Written problem 1> According to the FileFinder post below, what change was made to the Config class?

Selected passage>

━━━━━━━━━━━━━━━━━━━━━━━━━━━━━━

After using the program developed in the last post, I was thinking about some ways to optimize it. Then I went to the FileFinder class and saw this:
class FileFinder
{
public async Task<ConcurrentDictionary<string, List>> GetFiles(string[] paths,
Regex excludeFilesRegex, Regex excludePathsRegex, bool incremental)
{
var files = new ConcurrentDictionary<string, List>();
var tasks = paths.Select(path =>
Task.Factory.StartNew(() =>
{
var rootDir = "";
var drive = Path.GetPathRoot(path);
if (!string.IsNullOrWhiteSpace(drive))
{
rootDir = drive[0] + "_drive";
rootDir = rootDir + path.Substring(2);
}
else
rootDir = path;
var selectedFiles = GetFilesInDirectory(path, excludeFilesRegex, excludePathsRegex, incremental);
files.AddOrUpdate(rootDir, selectedFiles.ToList(), (a, b) => b);
}));
await Task.WhenAll(tasks);
return files;
}
private List GetFilesInDirectory(string directory, Regex excludeFilesRegex,
Regex excludePathsRegex,bool incremental)
{
var files = new List();
try
{
var directories = Directory.GetDirectories(directory);
try
{
var selectedFiles = Directory.EnumerateFiles(directory).Where(f => !excludeFilesRegex.IsMatch(f.ToLower()));
if (incremental)
selectedFiles = selectedFiles.Where(f => (File.GetAttributes(f) & FileAttributes.Archive) != 0);
files.AddRange(selectedFiles);
}
catch
{
}
foreach (var dir in directories.Where(d => !excludePathsRegex.IsMatch(d.ToLower())))
{
files.AddRange(GetFilesInDirectory(Path.Combine(directory, dir), excludeFilesRegex, excludePathsRegex, incremental));
}
}
catch
{
}
return files;
}
}
I pass the filters to the GetFilesInDirectory method and do my filter there. That way, the folders I don’t want aren’t enumerated. For that, I had to make a change in the Config class, adding a new property for the path Regex and initializing it:
public class Config
{
public Config(string fileName)
{
if (!File.Exists(fileName))
return;
var doc = XDocument.Load(fileName);
if (doc.Root == null)

━━━━━━━━━━━━━━━━━━━━━━━━━━━━━━

Data supplied>
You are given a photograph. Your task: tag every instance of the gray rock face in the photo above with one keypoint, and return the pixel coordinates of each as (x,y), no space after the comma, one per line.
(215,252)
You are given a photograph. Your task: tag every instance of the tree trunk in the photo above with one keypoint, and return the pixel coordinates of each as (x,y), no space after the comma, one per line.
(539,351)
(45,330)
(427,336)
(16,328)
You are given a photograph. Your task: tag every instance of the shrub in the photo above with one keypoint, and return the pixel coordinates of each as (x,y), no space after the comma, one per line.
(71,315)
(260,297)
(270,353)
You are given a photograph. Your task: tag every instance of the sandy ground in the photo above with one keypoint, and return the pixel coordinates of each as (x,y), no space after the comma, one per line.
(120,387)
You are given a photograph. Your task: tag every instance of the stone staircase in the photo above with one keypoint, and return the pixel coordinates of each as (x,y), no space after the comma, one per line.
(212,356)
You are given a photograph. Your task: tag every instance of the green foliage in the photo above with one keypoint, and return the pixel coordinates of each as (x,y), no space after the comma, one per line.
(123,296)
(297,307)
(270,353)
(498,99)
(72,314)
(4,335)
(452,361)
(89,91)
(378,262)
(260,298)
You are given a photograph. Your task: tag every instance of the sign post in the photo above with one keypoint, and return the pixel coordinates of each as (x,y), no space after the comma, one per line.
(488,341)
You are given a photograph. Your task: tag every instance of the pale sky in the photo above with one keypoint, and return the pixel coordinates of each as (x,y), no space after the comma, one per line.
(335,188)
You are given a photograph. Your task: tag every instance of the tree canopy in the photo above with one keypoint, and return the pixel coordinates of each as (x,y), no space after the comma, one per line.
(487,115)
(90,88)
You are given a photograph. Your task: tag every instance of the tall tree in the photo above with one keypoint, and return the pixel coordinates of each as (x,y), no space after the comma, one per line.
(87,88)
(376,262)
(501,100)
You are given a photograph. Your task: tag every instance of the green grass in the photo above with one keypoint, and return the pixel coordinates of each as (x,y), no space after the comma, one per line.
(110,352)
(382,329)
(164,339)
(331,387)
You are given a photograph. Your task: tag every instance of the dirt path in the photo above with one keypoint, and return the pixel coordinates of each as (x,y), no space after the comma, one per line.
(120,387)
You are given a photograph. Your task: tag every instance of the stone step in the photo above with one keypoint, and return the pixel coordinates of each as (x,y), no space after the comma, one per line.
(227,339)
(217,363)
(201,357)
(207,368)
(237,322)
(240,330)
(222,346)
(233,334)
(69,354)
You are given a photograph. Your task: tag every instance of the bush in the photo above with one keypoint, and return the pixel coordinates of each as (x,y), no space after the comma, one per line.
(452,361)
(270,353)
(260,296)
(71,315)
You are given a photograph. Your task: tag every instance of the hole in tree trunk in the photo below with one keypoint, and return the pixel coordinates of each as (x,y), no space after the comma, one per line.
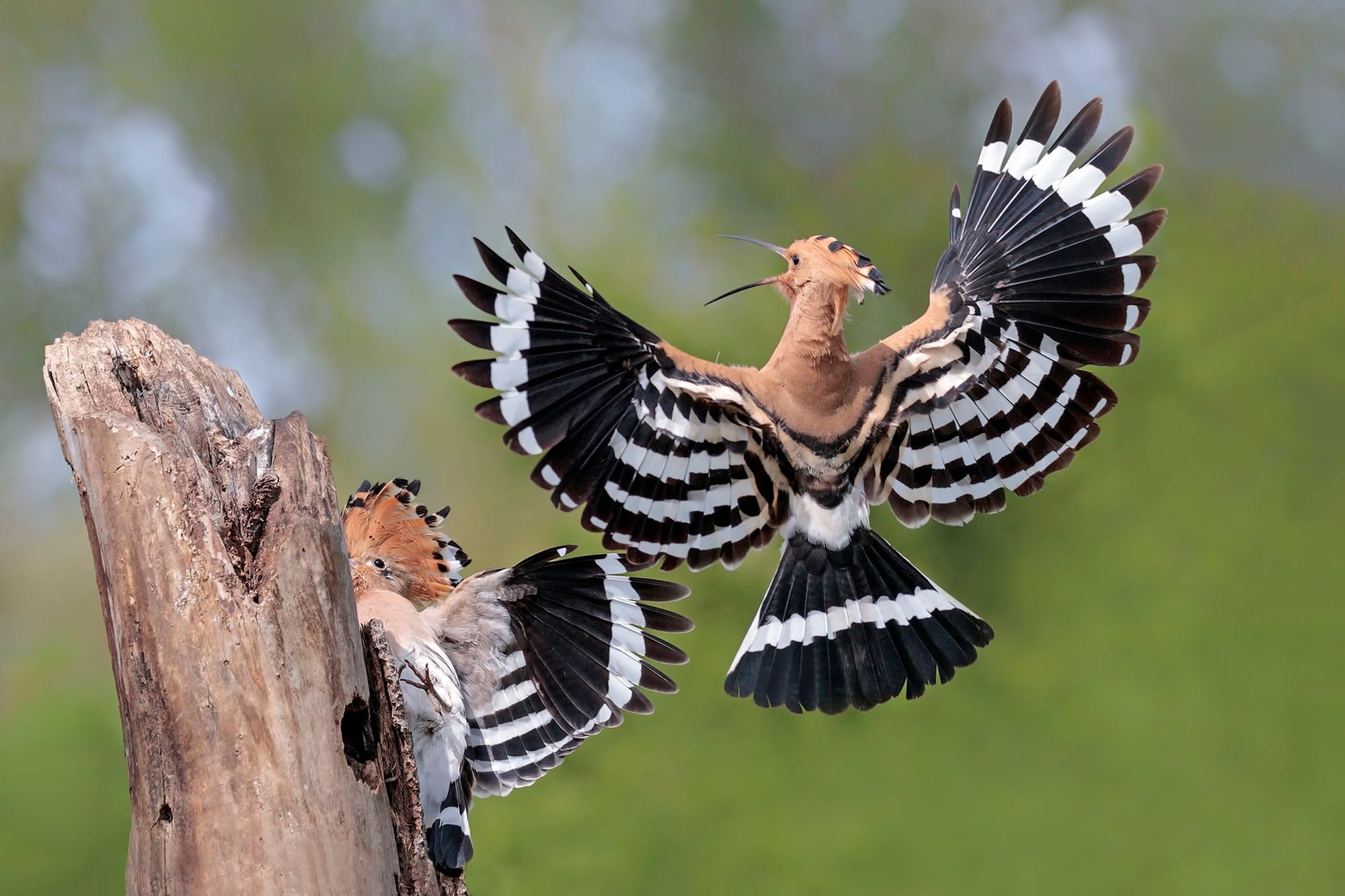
(357,733)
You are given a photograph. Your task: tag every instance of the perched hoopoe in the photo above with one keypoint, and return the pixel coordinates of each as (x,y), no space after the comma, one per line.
(692,460)
(508,671)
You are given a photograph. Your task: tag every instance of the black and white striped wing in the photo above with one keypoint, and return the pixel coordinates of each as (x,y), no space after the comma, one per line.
(660,446)
(1039,280)
(578,662)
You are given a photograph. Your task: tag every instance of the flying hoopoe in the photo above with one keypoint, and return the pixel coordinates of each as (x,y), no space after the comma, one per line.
(691,460)
(508,671)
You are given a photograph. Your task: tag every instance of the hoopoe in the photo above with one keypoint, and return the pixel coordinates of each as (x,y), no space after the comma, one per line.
(504,673)
(691,460)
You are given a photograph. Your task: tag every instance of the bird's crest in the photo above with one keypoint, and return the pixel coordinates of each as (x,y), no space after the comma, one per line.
(818,260)
(400,541)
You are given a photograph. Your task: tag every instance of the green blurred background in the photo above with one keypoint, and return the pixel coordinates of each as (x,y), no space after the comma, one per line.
(290,186)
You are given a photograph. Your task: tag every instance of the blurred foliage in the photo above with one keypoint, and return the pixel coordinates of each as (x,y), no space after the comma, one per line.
(290,186)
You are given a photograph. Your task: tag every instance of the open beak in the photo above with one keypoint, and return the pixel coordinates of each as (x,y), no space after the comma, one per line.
(765,282)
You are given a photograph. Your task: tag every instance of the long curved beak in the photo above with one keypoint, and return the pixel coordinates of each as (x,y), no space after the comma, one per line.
(759,243)
(765,282)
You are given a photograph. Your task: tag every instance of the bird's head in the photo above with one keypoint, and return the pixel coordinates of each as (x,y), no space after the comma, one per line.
(395,544)
(822,264)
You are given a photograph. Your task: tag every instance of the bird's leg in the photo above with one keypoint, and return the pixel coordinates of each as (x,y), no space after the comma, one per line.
(427,684)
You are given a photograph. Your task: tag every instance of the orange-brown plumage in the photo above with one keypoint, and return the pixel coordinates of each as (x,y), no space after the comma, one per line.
(395,544)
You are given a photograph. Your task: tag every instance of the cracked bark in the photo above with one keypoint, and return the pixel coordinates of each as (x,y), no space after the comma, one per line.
(260,758)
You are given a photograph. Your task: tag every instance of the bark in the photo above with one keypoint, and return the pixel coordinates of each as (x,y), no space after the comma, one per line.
(245,702)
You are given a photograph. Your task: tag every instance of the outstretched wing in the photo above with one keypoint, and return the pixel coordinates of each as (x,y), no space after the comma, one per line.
(1039,280)
(666,450)
(576,658)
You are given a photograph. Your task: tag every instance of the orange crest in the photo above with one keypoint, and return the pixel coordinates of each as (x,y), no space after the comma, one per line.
(400,544)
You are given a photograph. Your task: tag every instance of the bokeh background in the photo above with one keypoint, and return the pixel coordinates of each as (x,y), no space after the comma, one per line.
(290,186)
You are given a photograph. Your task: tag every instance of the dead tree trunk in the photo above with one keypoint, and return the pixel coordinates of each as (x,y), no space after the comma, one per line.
(245,704)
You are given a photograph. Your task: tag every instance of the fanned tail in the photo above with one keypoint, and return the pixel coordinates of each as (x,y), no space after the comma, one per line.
(852,627)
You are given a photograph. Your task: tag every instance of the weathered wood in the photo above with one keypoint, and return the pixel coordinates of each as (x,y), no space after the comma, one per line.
(388,713)
(232,626)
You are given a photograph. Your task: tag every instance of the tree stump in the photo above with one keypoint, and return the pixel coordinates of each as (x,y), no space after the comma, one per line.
(247,710)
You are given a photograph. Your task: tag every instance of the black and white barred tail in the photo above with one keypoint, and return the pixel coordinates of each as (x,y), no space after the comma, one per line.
(852,626)
(449,838)
(582,643)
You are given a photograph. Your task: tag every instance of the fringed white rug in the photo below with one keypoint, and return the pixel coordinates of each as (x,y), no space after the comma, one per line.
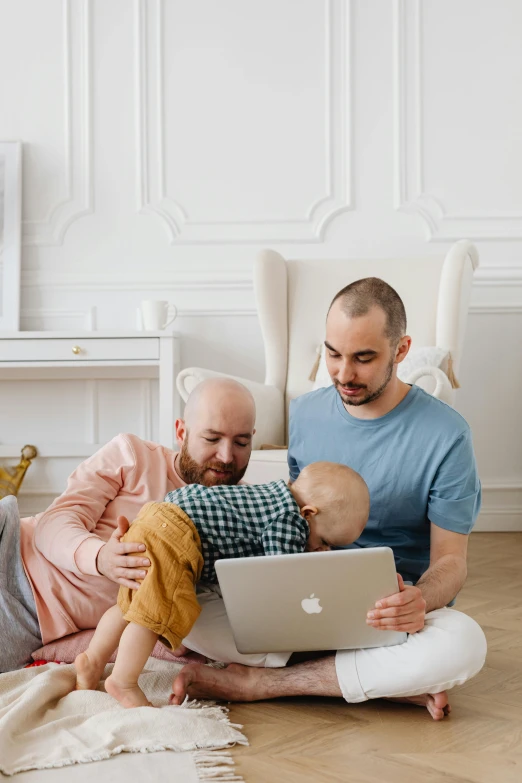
(45,724)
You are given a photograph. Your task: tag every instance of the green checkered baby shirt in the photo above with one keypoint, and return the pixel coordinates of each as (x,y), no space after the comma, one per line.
(242,521)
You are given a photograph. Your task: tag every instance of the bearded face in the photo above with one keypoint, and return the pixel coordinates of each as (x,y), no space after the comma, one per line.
(210,472)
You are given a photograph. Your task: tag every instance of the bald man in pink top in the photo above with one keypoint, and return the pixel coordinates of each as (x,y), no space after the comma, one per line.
(61,570)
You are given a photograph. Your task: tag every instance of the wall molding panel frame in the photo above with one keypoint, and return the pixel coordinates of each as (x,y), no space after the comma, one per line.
(152,191)
(77,77)
(410,189)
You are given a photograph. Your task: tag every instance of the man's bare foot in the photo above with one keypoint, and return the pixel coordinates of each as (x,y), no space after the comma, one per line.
(88,672)
(437,704)
(234,683)
(128,696)
(180,651)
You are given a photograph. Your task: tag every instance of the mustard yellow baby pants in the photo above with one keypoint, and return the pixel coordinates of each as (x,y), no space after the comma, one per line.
(166,600)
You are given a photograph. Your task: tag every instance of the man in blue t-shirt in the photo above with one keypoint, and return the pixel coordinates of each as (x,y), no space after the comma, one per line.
(416,456)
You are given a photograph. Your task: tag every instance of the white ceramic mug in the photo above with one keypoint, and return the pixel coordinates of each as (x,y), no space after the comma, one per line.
(157,315)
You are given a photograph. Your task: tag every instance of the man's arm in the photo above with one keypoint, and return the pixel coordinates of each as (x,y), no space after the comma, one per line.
(448,568)
(406,610)
(66,532)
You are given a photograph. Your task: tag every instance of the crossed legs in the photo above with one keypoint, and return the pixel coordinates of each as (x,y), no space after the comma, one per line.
(447,652)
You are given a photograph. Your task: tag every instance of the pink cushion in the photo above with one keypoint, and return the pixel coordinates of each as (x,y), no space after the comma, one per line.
(67,648)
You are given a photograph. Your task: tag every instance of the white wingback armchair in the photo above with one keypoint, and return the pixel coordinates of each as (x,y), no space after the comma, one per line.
(292,298)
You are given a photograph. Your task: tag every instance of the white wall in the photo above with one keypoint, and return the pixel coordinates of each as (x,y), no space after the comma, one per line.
(167,140)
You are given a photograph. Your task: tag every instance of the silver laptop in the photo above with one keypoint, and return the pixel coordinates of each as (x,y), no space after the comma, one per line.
(308,601)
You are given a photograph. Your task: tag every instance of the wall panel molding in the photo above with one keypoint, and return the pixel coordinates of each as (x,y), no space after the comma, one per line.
(410,190)
(150,155)
(77,70)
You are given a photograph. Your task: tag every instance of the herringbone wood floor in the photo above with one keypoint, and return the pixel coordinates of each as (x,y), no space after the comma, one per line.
(327,740)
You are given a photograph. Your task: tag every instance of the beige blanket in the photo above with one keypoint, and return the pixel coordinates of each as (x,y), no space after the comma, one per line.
(45,723)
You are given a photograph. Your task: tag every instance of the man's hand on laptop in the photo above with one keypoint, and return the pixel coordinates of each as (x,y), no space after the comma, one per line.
(402,611)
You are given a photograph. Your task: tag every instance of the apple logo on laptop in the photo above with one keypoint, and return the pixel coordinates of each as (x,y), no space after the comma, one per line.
(311,605)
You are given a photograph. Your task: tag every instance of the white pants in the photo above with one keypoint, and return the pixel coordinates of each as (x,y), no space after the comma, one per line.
(449,650)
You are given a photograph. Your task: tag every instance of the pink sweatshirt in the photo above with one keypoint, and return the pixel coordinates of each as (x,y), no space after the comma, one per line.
(60,546)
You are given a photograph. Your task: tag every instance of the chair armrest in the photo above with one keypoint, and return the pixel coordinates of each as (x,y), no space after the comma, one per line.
(270,412)
(443,389)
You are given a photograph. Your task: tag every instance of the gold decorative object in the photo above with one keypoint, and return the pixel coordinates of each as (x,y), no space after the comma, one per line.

━━━━━━━━━━━━━━━━━━━━━━━━━━━━━━

Written problem 2> Collect every line of the rows above that contains the string "beak".

Written answer 1> A new property for the path Regex was added and initialized.

Written answer 2>
You are given a photograph. Your task: tag every instance of the open beak in the photo above with one keypoint, and return the pixel coordinates of each as (x,y), no space after the comma, one per line.
You are given a photograph. Your task: tag every instance of the long curved beak in the photo above with one keypoint, and return the pixel coordinates of each as (x,y), no space after the comma, one per line.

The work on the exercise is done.